*Excerpt provided*
The abandoned Texaco oil wells near Lago Agrio, Ecuador, are more than 8,000 kilometres away from Kitimat, B.C., where Chevron plans to build a multibillion-dollar export plant for liquefied natural gas. But the two disparate locations—one Amazonian, the other chilly fjordland—could one day be linked in a lawsuit now wending its way through Canadian courts.
Thirty thousand indigenous and mestizo residents of the area surrounding Lago Agrio won a US$9.5-billion judgment against Chevron in an Ecuadorean court for damage caused by the Texaco wells decades ago. (Chevron later bought Texaco.) California-based Chevron has no assets in Ecuador, though, so the plaintiffs are now pursuing the company in countries where it does, including Brazil and Canada.
For the plaintiffs, the fight is personal. Ecuadoreans blame oil industry pollution for elevated cancer rates in the areas surrounding Lago Agrio. In January a guide showing foreign journalists the old Texaco sites said his best friend died of cancer just days before the tour. The locals say they plan to spend the billions awarded on cleaning the air, water and soil near their homes. But they face a long, difficult legal fight getting any of that money out of Canada.

*The data*
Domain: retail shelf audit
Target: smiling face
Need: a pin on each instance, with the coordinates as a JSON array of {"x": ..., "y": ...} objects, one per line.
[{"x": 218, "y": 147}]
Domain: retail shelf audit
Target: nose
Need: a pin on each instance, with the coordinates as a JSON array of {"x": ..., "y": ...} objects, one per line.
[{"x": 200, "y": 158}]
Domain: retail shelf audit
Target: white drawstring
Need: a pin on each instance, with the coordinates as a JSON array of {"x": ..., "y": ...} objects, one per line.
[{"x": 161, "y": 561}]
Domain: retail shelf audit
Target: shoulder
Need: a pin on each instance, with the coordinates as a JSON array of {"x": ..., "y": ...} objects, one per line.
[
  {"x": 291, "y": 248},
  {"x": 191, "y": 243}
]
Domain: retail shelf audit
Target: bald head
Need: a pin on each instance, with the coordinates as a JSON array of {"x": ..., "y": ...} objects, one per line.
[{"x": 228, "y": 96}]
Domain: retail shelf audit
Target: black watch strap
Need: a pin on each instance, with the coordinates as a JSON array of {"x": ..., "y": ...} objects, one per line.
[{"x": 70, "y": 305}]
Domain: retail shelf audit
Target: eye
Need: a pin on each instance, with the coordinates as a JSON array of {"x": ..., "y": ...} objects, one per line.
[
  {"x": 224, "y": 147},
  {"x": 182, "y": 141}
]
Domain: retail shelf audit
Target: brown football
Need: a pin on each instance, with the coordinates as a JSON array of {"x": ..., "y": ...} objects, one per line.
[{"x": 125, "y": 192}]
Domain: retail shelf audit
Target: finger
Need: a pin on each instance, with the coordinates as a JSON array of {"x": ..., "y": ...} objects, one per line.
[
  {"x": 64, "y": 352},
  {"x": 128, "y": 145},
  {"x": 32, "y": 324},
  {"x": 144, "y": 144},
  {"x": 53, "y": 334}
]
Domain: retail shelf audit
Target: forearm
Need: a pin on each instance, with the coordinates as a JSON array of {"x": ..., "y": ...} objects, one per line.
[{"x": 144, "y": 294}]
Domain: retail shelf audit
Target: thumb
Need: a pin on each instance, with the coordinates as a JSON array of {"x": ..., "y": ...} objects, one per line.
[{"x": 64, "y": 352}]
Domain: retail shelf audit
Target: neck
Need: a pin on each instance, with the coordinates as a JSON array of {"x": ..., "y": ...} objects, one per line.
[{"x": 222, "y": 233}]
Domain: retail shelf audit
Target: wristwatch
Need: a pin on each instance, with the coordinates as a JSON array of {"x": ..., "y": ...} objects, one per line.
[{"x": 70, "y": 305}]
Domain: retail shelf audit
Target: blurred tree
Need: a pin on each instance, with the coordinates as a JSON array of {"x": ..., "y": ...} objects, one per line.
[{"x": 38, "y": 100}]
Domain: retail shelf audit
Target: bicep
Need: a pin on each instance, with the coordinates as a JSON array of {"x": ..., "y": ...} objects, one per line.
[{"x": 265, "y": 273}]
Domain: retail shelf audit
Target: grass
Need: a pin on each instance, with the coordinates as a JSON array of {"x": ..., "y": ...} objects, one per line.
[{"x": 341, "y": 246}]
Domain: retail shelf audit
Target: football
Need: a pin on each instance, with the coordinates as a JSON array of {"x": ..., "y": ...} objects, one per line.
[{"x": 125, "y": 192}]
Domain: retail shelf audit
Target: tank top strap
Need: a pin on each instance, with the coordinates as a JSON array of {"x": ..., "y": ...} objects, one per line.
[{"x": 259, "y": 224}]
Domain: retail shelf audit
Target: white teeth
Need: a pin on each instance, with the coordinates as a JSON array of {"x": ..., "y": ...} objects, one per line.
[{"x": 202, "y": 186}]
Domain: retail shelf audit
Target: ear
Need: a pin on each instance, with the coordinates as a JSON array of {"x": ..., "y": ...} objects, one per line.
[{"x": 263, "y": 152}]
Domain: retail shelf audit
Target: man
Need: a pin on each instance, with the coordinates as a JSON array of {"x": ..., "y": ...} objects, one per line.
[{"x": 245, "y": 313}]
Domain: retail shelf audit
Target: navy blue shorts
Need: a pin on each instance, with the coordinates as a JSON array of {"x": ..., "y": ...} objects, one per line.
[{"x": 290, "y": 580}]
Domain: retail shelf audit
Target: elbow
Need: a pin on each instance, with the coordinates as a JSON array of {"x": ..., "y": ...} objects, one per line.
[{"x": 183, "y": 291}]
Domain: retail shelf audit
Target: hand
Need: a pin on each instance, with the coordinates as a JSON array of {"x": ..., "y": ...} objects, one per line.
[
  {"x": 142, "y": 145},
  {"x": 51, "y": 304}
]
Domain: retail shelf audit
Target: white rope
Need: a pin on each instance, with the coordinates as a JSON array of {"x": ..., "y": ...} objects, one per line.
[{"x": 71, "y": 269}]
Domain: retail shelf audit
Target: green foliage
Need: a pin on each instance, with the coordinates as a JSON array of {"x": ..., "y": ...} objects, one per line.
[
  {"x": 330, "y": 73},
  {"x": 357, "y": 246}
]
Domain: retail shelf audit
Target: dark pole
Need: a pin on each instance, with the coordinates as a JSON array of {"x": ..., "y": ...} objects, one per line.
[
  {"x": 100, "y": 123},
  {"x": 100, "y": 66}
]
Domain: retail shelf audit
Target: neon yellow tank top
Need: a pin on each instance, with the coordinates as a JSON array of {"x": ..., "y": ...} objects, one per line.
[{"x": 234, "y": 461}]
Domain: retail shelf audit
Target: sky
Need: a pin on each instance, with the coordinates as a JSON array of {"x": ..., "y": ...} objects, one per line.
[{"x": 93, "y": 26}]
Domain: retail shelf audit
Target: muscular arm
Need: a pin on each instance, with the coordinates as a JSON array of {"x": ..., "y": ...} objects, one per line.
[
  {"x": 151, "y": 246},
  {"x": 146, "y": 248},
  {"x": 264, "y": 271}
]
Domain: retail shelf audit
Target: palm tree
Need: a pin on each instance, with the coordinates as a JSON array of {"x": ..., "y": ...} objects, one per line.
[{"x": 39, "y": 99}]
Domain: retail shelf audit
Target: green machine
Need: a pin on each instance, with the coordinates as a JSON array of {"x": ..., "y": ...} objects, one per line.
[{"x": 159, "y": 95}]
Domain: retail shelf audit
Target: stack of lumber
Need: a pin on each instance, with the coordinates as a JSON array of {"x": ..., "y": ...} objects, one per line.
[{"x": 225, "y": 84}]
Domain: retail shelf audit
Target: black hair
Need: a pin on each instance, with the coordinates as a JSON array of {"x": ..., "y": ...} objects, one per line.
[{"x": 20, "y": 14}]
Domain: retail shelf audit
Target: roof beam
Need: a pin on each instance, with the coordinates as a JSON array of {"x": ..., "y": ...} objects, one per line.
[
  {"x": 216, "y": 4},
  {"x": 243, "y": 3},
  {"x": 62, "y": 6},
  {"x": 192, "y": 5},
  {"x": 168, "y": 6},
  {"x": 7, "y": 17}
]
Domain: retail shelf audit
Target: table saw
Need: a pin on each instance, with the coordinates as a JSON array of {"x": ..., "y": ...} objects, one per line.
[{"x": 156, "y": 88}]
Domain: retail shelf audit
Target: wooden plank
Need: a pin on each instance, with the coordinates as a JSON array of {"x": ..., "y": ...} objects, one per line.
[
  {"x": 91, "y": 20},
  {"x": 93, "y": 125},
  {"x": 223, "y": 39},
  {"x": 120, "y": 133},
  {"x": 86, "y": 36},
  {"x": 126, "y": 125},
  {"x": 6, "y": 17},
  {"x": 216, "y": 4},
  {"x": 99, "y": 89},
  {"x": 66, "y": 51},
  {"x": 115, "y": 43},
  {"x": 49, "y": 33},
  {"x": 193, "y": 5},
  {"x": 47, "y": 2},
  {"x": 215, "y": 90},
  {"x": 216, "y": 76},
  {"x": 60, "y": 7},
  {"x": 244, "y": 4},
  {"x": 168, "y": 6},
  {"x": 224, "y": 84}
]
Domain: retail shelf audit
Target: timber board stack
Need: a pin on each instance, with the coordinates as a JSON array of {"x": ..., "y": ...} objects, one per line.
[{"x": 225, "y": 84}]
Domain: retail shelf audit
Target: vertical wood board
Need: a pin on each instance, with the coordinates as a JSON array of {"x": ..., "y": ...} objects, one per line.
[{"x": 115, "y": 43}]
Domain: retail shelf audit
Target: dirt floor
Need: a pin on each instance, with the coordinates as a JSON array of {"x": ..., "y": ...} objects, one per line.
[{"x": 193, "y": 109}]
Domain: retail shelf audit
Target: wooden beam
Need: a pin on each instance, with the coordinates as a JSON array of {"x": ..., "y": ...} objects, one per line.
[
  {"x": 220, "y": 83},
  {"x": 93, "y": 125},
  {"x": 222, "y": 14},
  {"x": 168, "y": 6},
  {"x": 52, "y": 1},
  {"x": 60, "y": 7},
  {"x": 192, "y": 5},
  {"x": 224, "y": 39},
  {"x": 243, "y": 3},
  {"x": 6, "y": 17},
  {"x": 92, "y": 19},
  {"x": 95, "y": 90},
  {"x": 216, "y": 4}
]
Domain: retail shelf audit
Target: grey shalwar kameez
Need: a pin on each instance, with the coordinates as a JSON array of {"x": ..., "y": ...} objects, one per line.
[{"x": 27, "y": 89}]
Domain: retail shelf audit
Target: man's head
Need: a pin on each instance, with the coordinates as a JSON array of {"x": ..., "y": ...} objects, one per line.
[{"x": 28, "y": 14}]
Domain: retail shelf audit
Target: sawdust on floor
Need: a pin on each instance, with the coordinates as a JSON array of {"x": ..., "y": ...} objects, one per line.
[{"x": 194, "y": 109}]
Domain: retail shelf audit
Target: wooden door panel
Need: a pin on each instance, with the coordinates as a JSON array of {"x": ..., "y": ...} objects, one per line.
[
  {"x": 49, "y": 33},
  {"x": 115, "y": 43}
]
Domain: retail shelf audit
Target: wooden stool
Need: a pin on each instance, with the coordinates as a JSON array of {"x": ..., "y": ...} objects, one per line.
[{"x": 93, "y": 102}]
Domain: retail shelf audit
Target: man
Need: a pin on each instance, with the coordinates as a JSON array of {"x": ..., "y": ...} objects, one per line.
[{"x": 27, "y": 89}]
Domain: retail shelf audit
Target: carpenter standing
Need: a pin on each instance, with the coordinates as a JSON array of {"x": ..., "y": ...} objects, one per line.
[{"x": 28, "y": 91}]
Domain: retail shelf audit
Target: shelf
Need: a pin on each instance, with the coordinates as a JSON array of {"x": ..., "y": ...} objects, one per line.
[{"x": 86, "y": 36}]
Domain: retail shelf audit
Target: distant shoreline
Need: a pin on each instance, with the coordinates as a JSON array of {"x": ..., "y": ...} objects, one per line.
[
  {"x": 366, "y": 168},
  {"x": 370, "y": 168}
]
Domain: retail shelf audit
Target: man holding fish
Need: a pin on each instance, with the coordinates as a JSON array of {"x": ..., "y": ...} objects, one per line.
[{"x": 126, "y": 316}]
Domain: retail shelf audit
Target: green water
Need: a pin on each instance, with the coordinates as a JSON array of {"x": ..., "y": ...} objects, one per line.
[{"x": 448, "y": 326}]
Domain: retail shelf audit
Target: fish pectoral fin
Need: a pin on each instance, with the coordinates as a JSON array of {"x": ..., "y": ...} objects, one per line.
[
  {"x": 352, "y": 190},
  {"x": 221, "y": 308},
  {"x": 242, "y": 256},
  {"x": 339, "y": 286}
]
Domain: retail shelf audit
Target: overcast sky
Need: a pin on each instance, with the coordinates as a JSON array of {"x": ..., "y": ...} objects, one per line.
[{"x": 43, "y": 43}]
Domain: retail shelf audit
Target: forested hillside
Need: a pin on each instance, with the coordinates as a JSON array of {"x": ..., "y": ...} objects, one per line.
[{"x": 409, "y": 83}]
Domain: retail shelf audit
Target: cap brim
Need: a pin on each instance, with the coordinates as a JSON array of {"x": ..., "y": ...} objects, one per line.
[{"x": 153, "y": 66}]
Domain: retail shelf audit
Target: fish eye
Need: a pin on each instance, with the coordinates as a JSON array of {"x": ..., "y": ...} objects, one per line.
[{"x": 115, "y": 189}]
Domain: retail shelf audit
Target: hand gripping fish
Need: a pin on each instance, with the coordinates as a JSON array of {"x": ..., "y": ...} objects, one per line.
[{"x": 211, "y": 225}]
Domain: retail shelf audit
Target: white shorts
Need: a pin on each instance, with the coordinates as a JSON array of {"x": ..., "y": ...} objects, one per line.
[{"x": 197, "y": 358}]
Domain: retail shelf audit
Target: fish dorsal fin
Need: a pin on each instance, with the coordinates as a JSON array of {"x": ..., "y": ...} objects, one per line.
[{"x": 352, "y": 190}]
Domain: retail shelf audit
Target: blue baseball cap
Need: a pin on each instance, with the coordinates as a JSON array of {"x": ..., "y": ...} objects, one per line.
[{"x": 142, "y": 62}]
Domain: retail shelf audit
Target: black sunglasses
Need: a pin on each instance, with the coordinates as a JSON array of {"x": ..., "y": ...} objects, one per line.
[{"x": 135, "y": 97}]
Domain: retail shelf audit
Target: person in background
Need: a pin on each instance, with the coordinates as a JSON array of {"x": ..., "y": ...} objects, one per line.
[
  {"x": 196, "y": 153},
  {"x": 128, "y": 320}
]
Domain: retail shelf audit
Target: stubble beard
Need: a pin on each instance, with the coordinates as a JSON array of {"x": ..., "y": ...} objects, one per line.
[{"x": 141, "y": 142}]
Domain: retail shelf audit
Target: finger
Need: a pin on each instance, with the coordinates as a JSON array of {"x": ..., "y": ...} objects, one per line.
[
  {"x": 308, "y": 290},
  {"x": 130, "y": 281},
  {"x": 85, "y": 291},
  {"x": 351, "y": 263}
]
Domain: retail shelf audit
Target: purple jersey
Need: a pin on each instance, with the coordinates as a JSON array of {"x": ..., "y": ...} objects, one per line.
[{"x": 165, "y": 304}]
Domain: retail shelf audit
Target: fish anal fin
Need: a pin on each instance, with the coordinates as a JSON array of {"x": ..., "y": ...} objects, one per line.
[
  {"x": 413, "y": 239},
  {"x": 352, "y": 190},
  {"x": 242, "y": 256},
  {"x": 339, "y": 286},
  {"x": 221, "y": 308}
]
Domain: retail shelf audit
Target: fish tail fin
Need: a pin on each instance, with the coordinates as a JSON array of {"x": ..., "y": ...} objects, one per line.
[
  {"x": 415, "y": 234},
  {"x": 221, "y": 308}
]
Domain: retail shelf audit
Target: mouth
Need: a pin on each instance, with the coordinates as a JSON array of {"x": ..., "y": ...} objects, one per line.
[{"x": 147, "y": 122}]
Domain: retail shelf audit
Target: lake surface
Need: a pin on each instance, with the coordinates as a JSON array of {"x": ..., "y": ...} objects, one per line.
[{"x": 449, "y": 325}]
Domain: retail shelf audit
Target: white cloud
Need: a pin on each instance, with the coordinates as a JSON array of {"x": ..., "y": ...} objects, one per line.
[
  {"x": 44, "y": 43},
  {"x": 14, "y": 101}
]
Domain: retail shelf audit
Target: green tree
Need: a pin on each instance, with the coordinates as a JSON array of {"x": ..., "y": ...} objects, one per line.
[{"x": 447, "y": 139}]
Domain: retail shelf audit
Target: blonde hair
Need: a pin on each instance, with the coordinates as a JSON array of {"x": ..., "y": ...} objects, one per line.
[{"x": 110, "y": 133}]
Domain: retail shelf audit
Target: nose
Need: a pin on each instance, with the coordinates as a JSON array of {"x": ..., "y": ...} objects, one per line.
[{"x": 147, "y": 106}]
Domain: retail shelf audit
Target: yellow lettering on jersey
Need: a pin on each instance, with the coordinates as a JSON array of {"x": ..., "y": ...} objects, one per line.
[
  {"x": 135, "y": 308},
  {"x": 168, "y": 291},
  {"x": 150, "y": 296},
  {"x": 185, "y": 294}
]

*What you need to do*
A. Summarize the text on the Lago Agrio lawsuit in two sentences.
B. According to the text on the Lago Agrio lawsuit, why are the plaintiffs pursuing Chevron in Brazil and Canada?
The records have nothing to do with the text.

*Solutions in order*
A. Residents near Lago Agrio, Ecuador, won a US$9.5-billion judgment in an Ecuadorean court against Chevron for damage caused decades ago by Texaco wells. Because Chevron has no assets in Ecuador, they are pursuing it in countries such as Brazil and Canada, though they face a long, difficult fight to get money out of Canada.

B. Chevron has no assets in Ecuador, where the judgment was won. The plaintiffs are therefore going after the company in countries where it does hold assets, including Brazil and Canada.